**SELECTED EXCERPT**
============

Skip to main content

The Sunday Salon

I spent our snow day at home with my mom; we were basically trapped all weekend, until out snow-blow guy came and got us out this morning. Not a terrible lot of stuff got read, though I did finish The Mitfords: Letters Between Six Sisters last night, and I read about 300 pages in A Hollow Crown over the weekend. On the flip side, though, I did get a number of reviews written, and I participated in Weekly Geeks, where I talked about Helen Hollick. This week I also read Someone at a Distance, by Dorothy Whipple; The Unquiet Bones, by Melvin Starr; and Brigid of Kildare, by Heather Terrell (coming out on Tuesday; reviews of all to follow).

Did you hear about the Amtrak train which got stuck in rural Pennsylvania over the weekend? At least the people onboard had things to read!

My mom and I have been watching on DVD the BBC miniseries Cranford, based on the Elizabeth Gaskell book. Both of us loved it so much I went and bought a copy of the novel. Cranford is the story of a small, provincial town and the effect that the modern age has upon it. The story revolves around a group of the town’s spinsters, especially Miss Matty Jenkyns (played in the five-part miniseries by Judy Dench) and her sister Deborah (played by Eileen Atkins). The cast is stellar (it also includes the extraordinarily funny Imelda Staunton as Miss Pole), and the acting is superb. It’s a must-watch, even if you haven’t read the book.

I got to thinking recently about book buying. I do a lot of mine online, especially for some of the rarer stuff (for example, I bought a few Juliet Dymoke books on Amazon Marketplace this week). It’s so easy to buy stuff online, isn’t it? I’m really trying to cut back on the book buying, especially since I have so many unread books lying on my floor (62 at last count), and I buy books faster than I actually read them! I really need to read and review a lot of them before I can buy any more—so that’s going to be something I’m committing myself to from here on out. No more book buying for the rest of February, and I expect you all to hold me to it! Where do you buy your books? And do you have to force yourself to control your spending if your TBR pile gets out of control?

Comments

Kathleen said…
When my TBR pile gets out of control I tell myself that I can only check books out of the library and do a temporary book buying ban. That usually last for a month or two and then I am back to buying again! ha!

============

**DATA SECTION**

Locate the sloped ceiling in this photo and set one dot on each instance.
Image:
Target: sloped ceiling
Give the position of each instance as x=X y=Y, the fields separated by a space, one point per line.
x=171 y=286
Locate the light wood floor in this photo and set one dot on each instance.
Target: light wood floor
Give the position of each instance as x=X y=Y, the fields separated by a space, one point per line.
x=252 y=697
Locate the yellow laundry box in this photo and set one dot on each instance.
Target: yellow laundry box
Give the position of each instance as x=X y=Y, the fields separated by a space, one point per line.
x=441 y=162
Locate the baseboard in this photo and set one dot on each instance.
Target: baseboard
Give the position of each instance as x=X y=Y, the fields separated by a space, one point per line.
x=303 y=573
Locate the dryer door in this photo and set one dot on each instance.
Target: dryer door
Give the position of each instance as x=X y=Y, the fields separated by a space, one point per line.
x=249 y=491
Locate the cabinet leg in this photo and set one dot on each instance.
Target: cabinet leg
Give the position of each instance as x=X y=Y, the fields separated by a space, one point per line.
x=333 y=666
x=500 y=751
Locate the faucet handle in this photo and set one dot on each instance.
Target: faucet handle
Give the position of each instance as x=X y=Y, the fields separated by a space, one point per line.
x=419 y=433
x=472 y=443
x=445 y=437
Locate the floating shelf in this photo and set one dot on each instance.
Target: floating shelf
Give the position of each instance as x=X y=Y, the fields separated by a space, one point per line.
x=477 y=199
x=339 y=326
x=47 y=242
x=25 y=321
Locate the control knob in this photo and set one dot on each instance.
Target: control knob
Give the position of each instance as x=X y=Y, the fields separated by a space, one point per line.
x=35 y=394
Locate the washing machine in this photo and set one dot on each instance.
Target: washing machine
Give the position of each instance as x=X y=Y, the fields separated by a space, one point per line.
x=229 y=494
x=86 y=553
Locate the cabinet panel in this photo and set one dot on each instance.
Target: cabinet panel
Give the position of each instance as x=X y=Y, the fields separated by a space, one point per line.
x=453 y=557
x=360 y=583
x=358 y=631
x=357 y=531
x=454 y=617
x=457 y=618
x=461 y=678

============

**ACTIONS TO TAKE**
**1.** In the Sunday Salon post, name every actor listed as a member of the Cranford miniseries cast.
**2.** Duplicate the Sunday Salon post from "I spent our" to "all to follow).".

**RESPONSES PER TASK**
**1.**
Judy Dench
Eileen Atkins
Imelda Staunton

**2.**
I spent our snow day at home with my mom; we were basically trapped all weekend, until out snow-blow guy came and got us out this morning. Not a terrible lot of stuff got read, though I did finish The Mitfords: Letters Between Six Sisters last night, and I read about 300 pages in A Hollow Crown over the weekend. On the flip side, though, I did get a number of reviews written, and I participated in Weekly Geeks, where I talked about Helen Hollick. This week I also read Someone at a Distance, by Dorothy Whipple; The Unquiet Bones, by Melvin Starr; and Brigid of Kildare, by Heather Terrell (coming out on Tuesday; reviews of all to follow).